The response should be the data again, identical in every line.

*** Opening RECORDS PROVIDED ***

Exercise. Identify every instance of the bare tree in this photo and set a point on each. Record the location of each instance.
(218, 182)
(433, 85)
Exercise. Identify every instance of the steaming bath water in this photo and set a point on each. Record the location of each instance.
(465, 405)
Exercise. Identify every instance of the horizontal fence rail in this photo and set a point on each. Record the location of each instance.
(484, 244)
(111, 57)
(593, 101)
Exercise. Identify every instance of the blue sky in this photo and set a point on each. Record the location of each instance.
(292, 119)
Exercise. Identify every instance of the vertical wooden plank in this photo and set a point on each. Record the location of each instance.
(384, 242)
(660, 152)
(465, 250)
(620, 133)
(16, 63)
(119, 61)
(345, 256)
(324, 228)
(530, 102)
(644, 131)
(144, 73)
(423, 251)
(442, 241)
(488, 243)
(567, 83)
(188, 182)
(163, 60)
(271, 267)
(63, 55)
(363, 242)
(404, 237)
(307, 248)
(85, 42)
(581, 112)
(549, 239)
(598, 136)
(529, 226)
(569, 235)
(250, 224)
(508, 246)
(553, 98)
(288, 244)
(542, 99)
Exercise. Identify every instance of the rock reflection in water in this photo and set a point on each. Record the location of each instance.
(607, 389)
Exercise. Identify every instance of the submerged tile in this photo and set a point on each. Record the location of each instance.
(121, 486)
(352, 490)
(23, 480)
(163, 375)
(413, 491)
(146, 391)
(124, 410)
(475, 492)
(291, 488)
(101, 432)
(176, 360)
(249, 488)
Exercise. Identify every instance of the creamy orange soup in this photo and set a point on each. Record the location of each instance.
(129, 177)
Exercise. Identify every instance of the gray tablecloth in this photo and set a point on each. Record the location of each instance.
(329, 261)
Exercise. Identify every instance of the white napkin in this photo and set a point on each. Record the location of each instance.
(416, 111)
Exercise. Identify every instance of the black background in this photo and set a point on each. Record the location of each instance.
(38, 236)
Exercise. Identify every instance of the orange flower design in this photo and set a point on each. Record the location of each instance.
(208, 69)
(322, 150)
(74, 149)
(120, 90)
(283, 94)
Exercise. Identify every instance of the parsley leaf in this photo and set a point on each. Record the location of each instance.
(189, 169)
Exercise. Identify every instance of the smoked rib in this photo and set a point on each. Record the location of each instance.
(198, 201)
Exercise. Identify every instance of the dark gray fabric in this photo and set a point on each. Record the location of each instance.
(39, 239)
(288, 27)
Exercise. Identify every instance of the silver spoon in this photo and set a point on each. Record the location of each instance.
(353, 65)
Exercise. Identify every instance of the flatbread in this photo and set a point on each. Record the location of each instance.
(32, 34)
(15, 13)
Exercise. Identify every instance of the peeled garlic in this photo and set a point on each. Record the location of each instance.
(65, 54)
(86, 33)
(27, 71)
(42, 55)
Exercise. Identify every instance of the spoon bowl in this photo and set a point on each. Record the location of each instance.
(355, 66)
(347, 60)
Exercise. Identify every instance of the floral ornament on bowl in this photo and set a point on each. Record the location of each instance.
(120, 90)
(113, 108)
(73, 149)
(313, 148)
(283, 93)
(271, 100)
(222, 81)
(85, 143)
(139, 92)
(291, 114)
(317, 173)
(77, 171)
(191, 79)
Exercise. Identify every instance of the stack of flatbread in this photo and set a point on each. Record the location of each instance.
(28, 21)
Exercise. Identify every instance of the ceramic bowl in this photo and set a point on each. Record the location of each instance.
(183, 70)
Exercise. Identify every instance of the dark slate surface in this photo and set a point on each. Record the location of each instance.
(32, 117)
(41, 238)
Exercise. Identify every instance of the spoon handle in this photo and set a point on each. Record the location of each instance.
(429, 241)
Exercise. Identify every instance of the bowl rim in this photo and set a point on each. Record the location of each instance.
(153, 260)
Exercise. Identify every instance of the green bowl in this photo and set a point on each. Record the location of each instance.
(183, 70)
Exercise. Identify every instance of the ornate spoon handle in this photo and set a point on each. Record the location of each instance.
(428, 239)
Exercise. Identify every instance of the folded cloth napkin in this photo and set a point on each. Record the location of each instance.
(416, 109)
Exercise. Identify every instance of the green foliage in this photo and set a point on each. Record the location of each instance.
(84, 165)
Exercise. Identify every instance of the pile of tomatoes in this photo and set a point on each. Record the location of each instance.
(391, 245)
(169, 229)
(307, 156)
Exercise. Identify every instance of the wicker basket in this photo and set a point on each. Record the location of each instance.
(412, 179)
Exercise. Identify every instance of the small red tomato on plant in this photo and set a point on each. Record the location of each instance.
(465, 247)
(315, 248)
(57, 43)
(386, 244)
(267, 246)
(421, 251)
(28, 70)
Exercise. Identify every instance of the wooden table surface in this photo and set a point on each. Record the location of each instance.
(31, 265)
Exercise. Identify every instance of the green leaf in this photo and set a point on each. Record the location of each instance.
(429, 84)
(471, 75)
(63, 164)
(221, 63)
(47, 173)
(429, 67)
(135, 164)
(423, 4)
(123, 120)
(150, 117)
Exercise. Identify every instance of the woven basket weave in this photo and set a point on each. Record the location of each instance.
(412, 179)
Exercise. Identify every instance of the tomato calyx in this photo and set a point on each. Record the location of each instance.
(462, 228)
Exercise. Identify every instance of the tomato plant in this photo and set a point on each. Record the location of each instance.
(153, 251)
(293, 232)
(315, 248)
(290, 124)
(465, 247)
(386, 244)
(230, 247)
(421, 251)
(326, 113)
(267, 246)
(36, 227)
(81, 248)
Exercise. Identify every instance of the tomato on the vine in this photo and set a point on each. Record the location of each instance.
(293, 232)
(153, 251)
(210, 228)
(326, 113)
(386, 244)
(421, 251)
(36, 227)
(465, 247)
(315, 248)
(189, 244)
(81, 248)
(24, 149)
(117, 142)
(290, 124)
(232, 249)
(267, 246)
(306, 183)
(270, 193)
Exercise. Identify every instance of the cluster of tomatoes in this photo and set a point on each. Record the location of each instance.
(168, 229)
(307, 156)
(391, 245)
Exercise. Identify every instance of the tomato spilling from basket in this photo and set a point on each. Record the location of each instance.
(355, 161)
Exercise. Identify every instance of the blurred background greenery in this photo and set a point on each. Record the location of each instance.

*** Closing RECORDS PROVIDED ***

### WRITTEN REPLY
Exercise. Identify every instance of the bare tree in this photo and set a point on each. Record the location of each instance.
(218, 182)
(433, 85)
Exercise. Identify every instance of the steaming bath water in this photo and set a point on each. Record the location of each instance.
(465, 405)
Exercise. Identify every instance of the horizontal fence rail in this photo and set a point on each. Record the location of each instance.
(484, 244)
(111, 57)
(593, 101)
Exercise. Identify every instance of the blue sky in this photo and set a point on each. Record the location of each instance.
(292, 119)
Exercise. Identify every instance of the vertical wooden plank in this photo and set a point on each. Record the location of each instance.
(384, 242)
(660, 152)
(465, 250)
(620, 133)
(16, 63)
(119, 61)
(345, 256)
(324, 228)
(530, 102)
(644, 131)
(144, 73)
(423, 251)
(442, 241)
(488, 243)
(567, 83)
(188, 182)
(163, 60)
(271, 267)
(63, 55)
(363, 242)
(404, 237)
(307, 248)
(85, 42)
(581, 112)
(549, 239)
(598, 136)
(529, 226)
(569, 235)
(250, 224)
(508, 246)
(553, 98)
(288, 244)
(542, 99)
Exercise. Identify every instance of the rock reflection in water in this photo and set a point on each. Record the location of each instance.
(607, 389)
Exercise. Identify every instance of the submerged tile in this photo and set a point on each. Record the location of each instance.
(121, 486)
(352, 490)
(23, 480)
(163, 375)
(413, 491)
(146, 391)
(124, 410)
(475, 492)
(291, 488)
(101, 432)
(176, 360)
(249, 488)
Exercise. Identify every instance of the creamy orange soup in this photo and set a point on each. Record the location of each instance.
(129, 177)
Exercise. Identify every instance of the gray tablecloth in this photo and set a point on each. Record the location of each instance.
(329, 261)
Exercise. Identify every instance of the white napkin in this photo and set a point on each. Record the location of each instance.
(416, 111)
Exercise. Identify every instance of the black background in this photo and set a point on each. Record the location of each instance.
(38, 236)
Exercise. Identify every instance of the orange flower design in this photo and set a point on each. Record the location of each instance.
(208, 69)
(322, 150)
(74, 149)
(120, 90)
(283, 94)
Exercise. Identify every instance of the parsley leaf in this photo and set a point on each. Record the location of each instance.
(189, 169)
Exercise. Identify every instance of the smoked rib in this photo and set a point on each. Record the location of each instance.
(198, 201)
Exercise. Identify every instance of the dark gray fabric in this photo and set a point on each. Record the location of each instance.
(39, 239)
(288, 27)
Exercise. Identify every instance of the silver spoon in this photo and set a point on each. Record the location of each instance.
(353, 65)
Exercise. Identify every instance of the flatbread in this photo and set a point on each. Record the location of each instance.
(32, 34)
(15, 13)
Exercise. Identify every instance of the peeled garlic in this photo and set a point on each. Record the location of each instance.
(65, 54)
(86, 33)
(27, 71)
(42, 55)
Exercise. Identify every instance of the spoon bowl in this photo and set a point on each. Record the location of each instance.
(355, 66)
(347, 60)
Exercise. Identify every instance of the floral ornament on bowl in this photo and set a point on each. Record the location of each instance.
(120, 90)
(113, 108)
(73, 149)
(313, 148)
(283, 93)
(271, 100)
(222, 81)
(85, 143)
(139, 92)
(291, 114)
(317, 173)
(77, 171)
(191, 79)
Exercise. Identify every instance of the stack of flatbread in this photo and set a point on each. Record the location of each instance.
(28, 21)
Exercise. Identify every instance of the ceramic bowl in this photo and set a point on each. Record the location of each instance.
(183, 70)
Exercise. Identify every instance of the dark slate surface in this photo and set a point on each. Record the location of each instance.
(32, 117)
(41, 238)
Exercise. Identify every instance of the spoon handle in this photo and set a point on each. Record the location of each instance.
(429, 241)
Exercise. Identify every instance of the bowl rim in this photo and set a point on each. Record the location of each instance.
(153, 260)
Exercise. Identify every instance of the green bowl in this photo and set a point on each. Record the location of each instance.
(183, 70)
Exercise. Identify every instance of the ornate spoon handle in this photo and set a point on each. Record the location of each instance.
(428, 239)
Exercise. Identify every instance of the folded cloth napkin in this photo and set a point on each. Record the location of each instance.
(416, 109)
Exercise. Identify every instance of the green foliage in this photo and set a point on each. Record the location of each instance.
(84, 165)
Exercise. Identify every instance of the pile of tomatoes in this photo and set a point on each. Record the location of each instance.
(391, 245)
(169, 229)
(307, 156)
Exercise. Identify every instance of the wicker basket in this photo and set a point on each. Record the location of each instance.
(412, 179)
Exercise. Identify every instance of the small red tomato on plant in this photo and set a point on each. Record the location of each instance.
(465, 247)
(315, 248)
(57, 43)
(386, 244)
(267, 246)
(421, 251)
(28, 70)
Exercise. Identify every instance of the wooden table surface in this photo and set a point on each. Record the location of each instance.
(31, 265)
Exercise. Identify every instance of the green leaf in this photo and set a point on each. Record the location of each instance.
(429, 84)
(471, 75)
(63, 164)
(221, 63)
(47, 173)
(429, 67)
(135, 164)
(423, 4)
(123, 120)
(150, 117)
Exercise. Identify every instance of the woven basket weave in this photo and set a point on each. Record the location of each instance.
(412, 179)
Exercise. Identify every instance of the tomato calyx in this photo and set a point on each. Record the location of each instance.
(462, 228)
Exercise. Identify every instance of the tomato plant in this photo and set a point on each. Record the location of each instance.
(153, 251)
(293, 232)
(315, 248)
(290, 124)
(465, 247)
(386, 244)
(230, 247)
(421, 251)
(326, 113)
(267, 246)
(36, 227)
(81, 248)
Exercise. Identify every instance of the tomato on the vine in this photo and set a point on each. Record the location of each instance.
(293, 232)
(153, 251)
(210, 228)
(326, 113)
(386, 244)
(421, 251)
(36, 227)
(465, 247)
(315, 248)
(189, 244)
(81, 248)
(24, 149)
(117, 142)
(290, 124)
(232, 249)
(267, 246)
(306, 183)
(270, 193)
Exercise. Identify every instance of the cluster of tomatoes in this photo and set a point on each. Record the location of each instance.
(168, 229)
(307, 156)
(391, 245)
Exercise. Identify every instance of the tomato spilling from basket in this photo and set a point on each. Record the location of each instance.
(355, 161)
Exercise. Identify every instance of the blurred background greenery in this photo and set a point on each. Record the location of each instance.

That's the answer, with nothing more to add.